Some records
>> begin
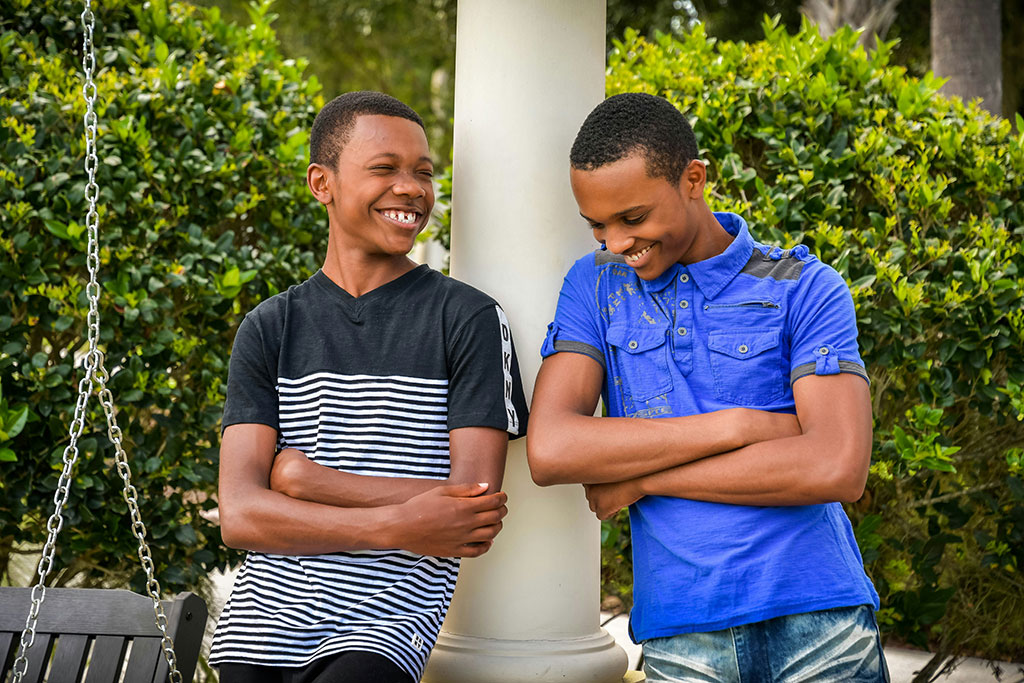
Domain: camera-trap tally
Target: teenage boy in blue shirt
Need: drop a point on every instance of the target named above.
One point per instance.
(738, 416)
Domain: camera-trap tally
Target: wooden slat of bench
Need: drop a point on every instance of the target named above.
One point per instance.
(108, 656)
(39, 656)
(69, 658)
(145, 653)
(83, 611)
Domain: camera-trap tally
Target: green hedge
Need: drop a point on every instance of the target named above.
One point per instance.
(918, 200)
(202, 144)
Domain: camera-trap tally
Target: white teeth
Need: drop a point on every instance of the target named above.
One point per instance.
(633, 258)
(400, 216)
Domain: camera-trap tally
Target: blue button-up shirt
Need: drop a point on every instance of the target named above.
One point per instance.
(737, 329)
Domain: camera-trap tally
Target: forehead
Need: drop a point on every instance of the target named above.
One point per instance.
(374, 135)
(615, 186)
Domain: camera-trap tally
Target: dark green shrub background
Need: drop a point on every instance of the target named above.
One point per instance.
(916, 201)
(203, 131)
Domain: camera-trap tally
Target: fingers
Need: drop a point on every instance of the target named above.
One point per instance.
(463, 489)
(488, 502)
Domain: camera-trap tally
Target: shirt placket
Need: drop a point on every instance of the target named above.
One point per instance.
(681, 332)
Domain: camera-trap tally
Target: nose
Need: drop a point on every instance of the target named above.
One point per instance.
(616, 241)
(407, 184)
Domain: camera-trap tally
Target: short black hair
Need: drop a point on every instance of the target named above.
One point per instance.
(636, 122)
(333, 125)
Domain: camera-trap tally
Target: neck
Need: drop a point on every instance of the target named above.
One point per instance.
(711, 239)
(357, 272)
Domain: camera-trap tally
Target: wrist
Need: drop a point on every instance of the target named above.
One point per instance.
(392, 527)
(740, 428)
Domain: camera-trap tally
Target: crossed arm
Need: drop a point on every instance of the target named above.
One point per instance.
(305, 508)
(734, 456)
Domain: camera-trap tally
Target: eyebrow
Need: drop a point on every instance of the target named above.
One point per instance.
(391, 155)
(616, 215)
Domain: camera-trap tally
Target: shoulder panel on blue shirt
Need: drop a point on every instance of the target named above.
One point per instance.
(778, 265)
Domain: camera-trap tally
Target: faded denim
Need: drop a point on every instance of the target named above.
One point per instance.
(824, 646)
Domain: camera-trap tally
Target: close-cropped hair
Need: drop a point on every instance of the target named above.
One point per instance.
(636, 123)
(333, 126)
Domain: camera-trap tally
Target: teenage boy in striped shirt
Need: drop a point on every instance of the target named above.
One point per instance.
(366, 425)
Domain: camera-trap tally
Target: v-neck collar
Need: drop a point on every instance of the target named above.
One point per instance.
(354, 306)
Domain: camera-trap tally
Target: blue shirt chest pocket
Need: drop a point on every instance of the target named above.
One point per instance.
(640, 363)
(747, 365)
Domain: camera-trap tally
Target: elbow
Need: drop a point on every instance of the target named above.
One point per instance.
(230, 534)
(846, 483)
(236, 526)
(542, 456)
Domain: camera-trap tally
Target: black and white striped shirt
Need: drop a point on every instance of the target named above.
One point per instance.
(369, 385)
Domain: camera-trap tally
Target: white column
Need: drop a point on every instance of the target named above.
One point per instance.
(527, 72)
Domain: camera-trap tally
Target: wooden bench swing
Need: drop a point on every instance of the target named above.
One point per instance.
(96, 635)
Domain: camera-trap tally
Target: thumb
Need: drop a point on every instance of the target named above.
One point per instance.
(464, 489)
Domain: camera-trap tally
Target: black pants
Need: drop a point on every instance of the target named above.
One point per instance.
(350, 667)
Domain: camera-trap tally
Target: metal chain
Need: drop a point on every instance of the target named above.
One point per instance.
(95, 377)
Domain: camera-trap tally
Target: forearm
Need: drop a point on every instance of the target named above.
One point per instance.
(569, 447)
(798, 470)
(267, 521)
(301, 478)
(476, 455)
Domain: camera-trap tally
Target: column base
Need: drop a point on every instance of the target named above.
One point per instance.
(595, 658)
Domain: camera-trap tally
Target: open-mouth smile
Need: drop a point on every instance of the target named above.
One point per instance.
(401, 217)
(635, 258)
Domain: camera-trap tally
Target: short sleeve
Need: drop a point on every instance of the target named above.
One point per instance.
(574, 328)
(484, 386)
(823, 326)
(252, 392)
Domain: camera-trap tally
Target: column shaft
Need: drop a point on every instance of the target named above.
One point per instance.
(527, 72)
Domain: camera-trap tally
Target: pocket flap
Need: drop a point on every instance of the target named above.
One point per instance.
(634, 340)
(744, 343)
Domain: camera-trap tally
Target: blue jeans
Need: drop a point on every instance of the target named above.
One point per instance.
(829, 646)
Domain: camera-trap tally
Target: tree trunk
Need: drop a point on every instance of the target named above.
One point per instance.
(967, 38)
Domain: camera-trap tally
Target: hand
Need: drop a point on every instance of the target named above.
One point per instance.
(607, 499)
(456, 520)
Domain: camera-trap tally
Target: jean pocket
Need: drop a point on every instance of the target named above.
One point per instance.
(641, 360)
(747, 365)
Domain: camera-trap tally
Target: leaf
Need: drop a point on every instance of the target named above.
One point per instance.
(161, 50)
(15, 421)
(56, 227)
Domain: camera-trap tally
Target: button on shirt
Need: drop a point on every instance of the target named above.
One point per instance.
(737, 329)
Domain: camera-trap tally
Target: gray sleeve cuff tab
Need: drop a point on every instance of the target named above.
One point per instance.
(844, 367)
(580, 347)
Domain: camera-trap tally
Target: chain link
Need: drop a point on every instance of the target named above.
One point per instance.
(94, 378)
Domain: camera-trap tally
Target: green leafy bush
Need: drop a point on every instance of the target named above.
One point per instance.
(203, 211)
(918, 200)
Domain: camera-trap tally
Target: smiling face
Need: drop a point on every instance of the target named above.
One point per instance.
(380, 195)
(650, 221)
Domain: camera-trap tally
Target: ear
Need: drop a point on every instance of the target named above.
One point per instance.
(317, 179)
(692, 181)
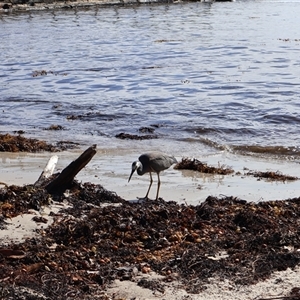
>> end
(Problem) Collect every line of the records above that contains the string "green".

(Response to this task)
Target: green hedge
Target: dark green shrub background
Target: green leafy bush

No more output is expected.